**To be done:** Copy the entries below word for word, from the line containing "Every instance of the dark" through the line containing "<point>200,16</point>", including both of those lines. Leave the pictures out of your copy.

**Data provided:**
=====
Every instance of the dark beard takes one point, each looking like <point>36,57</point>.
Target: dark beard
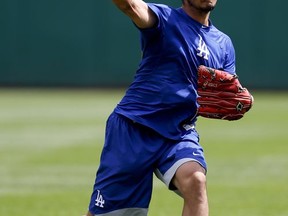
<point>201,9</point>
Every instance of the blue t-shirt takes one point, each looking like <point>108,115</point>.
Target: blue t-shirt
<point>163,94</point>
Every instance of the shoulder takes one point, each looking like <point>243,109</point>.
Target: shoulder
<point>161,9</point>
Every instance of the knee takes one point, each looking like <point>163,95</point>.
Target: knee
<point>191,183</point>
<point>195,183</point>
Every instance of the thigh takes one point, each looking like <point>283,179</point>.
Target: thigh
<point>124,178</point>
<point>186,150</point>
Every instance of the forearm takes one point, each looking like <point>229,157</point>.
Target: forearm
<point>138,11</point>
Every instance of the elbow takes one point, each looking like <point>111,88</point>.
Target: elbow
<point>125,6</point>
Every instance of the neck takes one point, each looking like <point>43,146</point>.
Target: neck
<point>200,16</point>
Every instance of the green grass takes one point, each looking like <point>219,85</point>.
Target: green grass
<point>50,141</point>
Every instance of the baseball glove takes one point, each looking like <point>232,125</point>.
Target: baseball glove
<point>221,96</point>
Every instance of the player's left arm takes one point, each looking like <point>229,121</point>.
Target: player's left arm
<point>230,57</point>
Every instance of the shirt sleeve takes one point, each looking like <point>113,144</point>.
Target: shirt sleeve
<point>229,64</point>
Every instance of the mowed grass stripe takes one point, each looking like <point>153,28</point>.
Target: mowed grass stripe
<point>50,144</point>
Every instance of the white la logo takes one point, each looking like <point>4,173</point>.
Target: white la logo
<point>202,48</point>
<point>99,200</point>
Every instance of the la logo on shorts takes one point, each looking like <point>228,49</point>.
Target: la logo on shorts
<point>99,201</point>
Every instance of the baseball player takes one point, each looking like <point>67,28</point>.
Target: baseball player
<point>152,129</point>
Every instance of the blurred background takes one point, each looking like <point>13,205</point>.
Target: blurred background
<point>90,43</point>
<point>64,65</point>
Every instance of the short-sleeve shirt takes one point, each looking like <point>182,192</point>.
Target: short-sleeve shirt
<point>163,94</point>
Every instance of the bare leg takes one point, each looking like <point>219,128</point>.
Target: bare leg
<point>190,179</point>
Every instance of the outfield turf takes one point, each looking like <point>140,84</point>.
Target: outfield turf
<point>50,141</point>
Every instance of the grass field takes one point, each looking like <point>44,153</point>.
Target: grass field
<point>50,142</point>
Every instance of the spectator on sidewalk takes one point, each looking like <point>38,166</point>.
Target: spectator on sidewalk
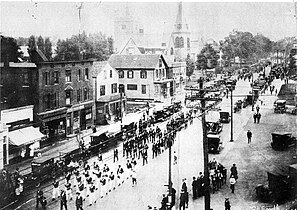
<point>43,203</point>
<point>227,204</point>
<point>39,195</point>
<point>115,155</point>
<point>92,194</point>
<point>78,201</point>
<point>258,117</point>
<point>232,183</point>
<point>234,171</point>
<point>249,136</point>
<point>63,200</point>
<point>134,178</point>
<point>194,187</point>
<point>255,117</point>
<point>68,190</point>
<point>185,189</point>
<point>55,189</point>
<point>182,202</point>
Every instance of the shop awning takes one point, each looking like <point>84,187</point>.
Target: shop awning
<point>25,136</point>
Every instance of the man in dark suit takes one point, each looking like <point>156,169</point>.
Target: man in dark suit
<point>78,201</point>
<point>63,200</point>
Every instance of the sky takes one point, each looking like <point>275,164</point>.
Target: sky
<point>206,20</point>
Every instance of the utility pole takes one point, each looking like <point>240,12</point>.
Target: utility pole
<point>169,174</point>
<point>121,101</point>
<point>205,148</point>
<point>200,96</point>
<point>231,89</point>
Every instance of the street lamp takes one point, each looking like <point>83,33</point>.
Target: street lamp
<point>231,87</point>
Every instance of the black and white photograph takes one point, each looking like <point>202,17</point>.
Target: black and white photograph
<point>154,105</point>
=====
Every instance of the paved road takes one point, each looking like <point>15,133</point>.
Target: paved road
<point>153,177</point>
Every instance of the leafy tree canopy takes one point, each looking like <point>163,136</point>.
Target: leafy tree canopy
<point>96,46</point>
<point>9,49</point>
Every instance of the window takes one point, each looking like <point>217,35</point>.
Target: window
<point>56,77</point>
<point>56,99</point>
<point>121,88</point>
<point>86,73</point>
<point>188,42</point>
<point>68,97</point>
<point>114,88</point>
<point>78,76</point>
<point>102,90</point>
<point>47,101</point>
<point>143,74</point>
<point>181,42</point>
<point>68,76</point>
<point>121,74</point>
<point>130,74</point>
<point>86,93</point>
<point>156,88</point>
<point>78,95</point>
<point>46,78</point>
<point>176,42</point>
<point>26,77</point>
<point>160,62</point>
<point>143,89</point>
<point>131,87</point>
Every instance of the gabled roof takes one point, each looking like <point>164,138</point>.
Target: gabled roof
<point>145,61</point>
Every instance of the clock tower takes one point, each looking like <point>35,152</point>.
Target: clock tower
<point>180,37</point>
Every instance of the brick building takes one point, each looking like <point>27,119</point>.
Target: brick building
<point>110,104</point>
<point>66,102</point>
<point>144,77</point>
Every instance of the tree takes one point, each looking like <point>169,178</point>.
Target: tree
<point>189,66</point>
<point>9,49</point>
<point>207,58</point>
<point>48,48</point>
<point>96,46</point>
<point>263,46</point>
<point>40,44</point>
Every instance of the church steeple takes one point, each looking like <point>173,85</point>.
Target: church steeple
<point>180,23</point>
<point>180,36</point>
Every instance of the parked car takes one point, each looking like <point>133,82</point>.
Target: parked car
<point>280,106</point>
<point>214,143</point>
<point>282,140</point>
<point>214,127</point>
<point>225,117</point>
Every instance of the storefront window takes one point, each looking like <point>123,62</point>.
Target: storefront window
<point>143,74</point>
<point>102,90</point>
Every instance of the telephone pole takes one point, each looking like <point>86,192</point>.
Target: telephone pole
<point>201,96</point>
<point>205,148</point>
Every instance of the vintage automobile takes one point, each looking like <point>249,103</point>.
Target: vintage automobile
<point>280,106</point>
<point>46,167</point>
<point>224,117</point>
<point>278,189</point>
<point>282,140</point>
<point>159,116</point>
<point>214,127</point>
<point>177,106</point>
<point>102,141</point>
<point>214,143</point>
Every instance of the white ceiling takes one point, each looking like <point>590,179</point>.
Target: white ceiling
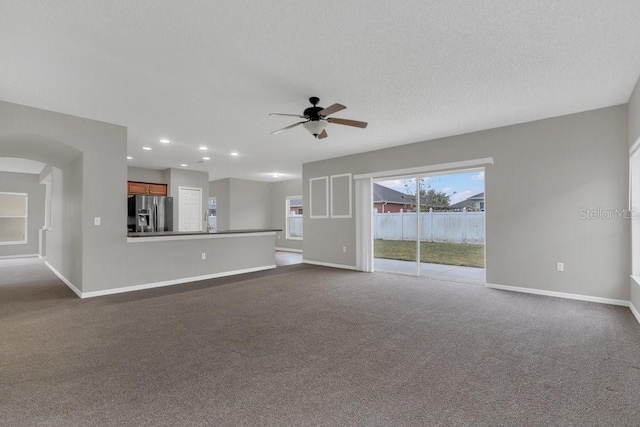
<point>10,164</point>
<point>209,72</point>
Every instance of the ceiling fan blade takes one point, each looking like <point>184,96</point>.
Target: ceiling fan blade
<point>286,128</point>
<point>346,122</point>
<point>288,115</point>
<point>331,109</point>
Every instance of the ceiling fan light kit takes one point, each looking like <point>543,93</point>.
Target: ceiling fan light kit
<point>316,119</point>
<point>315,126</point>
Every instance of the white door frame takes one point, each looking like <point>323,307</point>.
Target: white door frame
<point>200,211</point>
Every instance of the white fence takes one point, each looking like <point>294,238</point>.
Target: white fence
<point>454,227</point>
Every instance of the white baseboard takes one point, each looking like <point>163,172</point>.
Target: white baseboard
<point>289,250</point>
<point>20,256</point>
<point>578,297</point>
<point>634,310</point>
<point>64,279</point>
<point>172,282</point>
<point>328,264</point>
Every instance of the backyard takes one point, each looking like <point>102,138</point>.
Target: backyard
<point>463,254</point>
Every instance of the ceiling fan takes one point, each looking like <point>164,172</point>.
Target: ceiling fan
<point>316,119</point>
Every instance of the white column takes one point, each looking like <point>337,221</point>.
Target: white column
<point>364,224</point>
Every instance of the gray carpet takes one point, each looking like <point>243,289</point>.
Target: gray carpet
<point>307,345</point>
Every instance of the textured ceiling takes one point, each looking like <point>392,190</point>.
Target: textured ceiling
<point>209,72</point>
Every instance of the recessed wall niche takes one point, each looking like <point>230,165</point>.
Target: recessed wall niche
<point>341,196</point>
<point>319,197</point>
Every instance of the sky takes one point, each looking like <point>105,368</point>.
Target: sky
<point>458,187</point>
=====
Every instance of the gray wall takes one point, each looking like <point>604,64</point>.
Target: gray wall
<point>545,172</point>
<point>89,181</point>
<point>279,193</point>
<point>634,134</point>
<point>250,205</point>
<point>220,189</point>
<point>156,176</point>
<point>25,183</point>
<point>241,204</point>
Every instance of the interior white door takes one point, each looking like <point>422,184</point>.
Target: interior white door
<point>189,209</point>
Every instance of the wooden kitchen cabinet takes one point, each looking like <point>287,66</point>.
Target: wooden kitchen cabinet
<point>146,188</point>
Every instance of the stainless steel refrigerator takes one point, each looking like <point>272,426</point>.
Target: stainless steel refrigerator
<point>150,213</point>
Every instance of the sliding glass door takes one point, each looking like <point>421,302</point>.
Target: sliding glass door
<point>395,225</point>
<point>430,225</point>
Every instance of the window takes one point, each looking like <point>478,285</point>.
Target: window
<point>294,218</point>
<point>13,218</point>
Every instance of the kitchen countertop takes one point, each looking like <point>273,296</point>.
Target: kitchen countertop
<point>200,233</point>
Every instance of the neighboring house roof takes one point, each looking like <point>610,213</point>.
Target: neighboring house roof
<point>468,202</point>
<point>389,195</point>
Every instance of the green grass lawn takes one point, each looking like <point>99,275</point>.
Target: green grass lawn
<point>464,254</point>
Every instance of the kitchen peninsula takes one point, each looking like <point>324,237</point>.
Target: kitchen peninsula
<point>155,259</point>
=====
**Expected answer:**
Every instance of the dark beard takes one point, each looking like <point>36,57</point>.
Target: dark beard
<point>201,9</point>
Every instance of the blue t-shirt takes one point, each looking like <point>108,115</point>.
Target: blue t-shirt
<point>163,94</point>
Every instance of the shoulder takes one point, each looking like <point>243,109</point>.
Target: shoulder
<point>161,9</point>
Every instance of the knee takes one point, each looking like <point>163,95</point>.
Target: knee
<point>191,183</point>
<point>195,183</point>
Every instance of the thigh takes one point, each looking like <point>283,179</point>.
Target: thigh
<point>124,178</point>
<point>186,150</point>
Every instance of the forearm takes one point, each looking like <point>229,157</point>.
Target: forearm
<point>138,11</point>
Every instance of the elbow takes one point, each looking like <point>111,88</point>.
Target: elbow
<point>125,6</point>
Every instance of the neck takes one point, each looking like <point>43,146</point>.
Target: neck
<point>200,16</point>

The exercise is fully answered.